If this is your first time reading this, I believe you are in for a treat. I _loved_ this book. It's one of the few where I finished it the first time and I immediately turned back to the first page for a second read... and then did the same for a third. Yes, I read this book *three* times in a row.

Also, finished _The Hammer and the Blade_. Moving on to _Dead City_ by  Joe McKinney- I'm a sucker for zombie fiction. See if it can compare to some of my genre favs- Brian Keene's zombie novels and the _Day by Day Armageddon_ novels by J. L. Bourne.

Stouthart


----------



## Elodan (Oct 9, 2012)

Fished Deathwish by Rob Thurman; the 4th Cal Leandros novel.  Thought is was an improvement on the 3rd  but feel that the series is losing steam.

About 100 pages into Citadels of the Lost: The Annals of Drakhis Book 2 by Tracy Hickman.  Picks up right were book one left off.  Fun read so far.


Also picked up a bunch of volume ones of  DCs new 52 that interested me:
 * Superman: Action Comics.  My favorite of the bunch.  Interesting to see a somewhat powered down Superman.
 * Batman.  Haven't read a Batman story in a while.  Really liked it although I felt the story dragged a little at one point.

## [Stated problem 1]
In the entries, switch "Give" to "Mark" from the line with "Where can the pink tire" to the line with "<point>348,430</point>". Give those lines again with nothing else changed.

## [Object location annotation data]
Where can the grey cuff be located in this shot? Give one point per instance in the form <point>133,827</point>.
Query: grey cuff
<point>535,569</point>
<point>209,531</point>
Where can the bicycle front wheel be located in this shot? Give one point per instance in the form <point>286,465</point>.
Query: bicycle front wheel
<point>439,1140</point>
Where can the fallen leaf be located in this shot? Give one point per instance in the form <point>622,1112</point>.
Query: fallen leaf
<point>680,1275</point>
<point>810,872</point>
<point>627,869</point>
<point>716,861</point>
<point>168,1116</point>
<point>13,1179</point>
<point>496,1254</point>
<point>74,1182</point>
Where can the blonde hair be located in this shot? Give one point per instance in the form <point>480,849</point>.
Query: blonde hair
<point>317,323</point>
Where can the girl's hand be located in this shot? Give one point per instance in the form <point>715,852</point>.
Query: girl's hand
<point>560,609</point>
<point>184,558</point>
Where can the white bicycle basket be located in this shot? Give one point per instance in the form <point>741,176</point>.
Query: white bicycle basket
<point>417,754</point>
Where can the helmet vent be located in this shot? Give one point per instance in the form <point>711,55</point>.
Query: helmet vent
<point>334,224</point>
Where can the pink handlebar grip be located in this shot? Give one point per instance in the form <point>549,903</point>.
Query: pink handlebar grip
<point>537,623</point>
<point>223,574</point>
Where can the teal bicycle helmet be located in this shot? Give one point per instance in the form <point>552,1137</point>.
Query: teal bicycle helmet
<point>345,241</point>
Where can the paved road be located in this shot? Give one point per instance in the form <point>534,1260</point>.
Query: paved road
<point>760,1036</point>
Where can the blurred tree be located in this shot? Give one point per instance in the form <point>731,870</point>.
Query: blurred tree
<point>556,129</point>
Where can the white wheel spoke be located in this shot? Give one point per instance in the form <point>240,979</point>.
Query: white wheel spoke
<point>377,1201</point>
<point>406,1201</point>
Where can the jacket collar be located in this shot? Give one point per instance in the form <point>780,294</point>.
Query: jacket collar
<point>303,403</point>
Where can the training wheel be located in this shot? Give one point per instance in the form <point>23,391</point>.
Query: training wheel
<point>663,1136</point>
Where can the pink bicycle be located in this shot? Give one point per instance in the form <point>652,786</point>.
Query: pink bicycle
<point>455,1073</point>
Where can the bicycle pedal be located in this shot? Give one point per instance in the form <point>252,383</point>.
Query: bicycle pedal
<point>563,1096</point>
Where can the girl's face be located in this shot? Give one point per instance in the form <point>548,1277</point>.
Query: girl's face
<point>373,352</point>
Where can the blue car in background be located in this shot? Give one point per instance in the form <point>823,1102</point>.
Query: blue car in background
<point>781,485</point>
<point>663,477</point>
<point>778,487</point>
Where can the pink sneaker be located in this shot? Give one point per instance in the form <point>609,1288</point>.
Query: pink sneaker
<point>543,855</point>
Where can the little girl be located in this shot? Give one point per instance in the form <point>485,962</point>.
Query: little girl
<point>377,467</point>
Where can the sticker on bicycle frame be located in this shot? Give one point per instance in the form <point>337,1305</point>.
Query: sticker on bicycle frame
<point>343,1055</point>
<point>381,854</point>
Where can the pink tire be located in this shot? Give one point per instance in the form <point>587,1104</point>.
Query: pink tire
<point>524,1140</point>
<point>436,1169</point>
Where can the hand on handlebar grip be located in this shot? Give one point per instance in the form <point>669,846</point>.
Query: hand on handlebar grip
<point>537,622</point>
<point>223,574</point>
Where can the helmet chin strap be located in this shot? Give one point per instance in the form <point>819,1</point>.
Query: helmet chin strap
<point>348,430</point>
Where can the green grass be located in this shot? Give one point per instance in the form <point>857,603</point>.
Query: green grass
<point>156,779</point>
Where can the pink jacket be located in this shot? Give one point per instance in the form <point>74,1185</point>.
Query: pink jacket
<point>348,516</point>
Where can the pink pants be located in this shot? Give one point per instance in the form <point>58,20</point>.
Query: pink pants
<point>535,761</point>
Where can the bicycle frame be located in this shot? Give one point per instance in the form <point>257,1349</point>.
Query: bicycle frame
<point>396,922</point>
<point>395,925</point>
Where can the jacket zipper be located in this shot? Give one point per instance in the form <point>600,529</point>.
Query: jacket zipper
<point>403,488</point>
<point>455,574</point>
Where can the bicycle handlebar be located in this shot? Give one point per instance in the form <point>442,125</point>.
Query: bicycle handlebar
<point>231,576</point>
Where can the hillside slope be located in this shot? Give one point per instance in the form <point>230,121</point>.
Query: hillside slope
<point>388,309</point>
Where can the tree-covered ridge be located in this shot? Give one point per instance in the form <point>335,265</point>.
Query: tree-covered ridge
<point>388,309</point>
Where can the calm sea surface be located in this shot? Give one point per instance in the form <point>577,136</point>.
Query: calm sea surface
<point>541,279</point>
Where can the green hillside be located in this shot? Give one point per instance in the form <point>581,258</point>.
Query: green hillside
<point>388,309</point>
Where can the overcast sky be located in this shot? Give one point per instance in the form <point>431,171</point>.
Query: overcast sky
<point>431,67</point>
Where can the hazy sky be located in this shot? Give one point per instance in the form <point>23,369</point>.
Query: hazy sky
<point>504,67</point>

## [Stated problem 2]
Set down the part of the book thread from "If this is your" to "(Oct 9, 2012)" word for word.

## [Task solution 1]
Where can the pink tire be located in this shot? Mark one point per instance in the form <point>587,1104</point>.
Query: pink tire
<point>524,1140</point>
<point>436,1169</point>
Where can the hand on handlebar grip be located in this shot? Mark one point per instance in the form <point>669,846</point>.
Query: hand on handlebar grip
<point>537,622</point>
<point>223,574</point>
Where can the helmet chin strap be located in this shot? Mark one point per instance in the form <point>819,1</point>.
Query: helmet chin strap
<point>348,430</point>

## [Task solution 2]
If this is your first time reading this, I believe you are in for a treat. I _loved_ this book. It's one of the few where I finished it the first time and I immediately turned back to the first page for a second read... and then did the same for a third. Yes, I read this book *three* times in a row.

Also, finished _The Hammer and the Blade_. Moving on to _Dead City_ by  Joe McKinney- I'm a sucker for zombie fiction. See if it can compare to some of my genre favs- Brian Keene's zombie novels and the _Day by Day Armageddon_ novels by J. L. Bourne.

Stouthart


----------



## Elodan (Oct 9, 2012)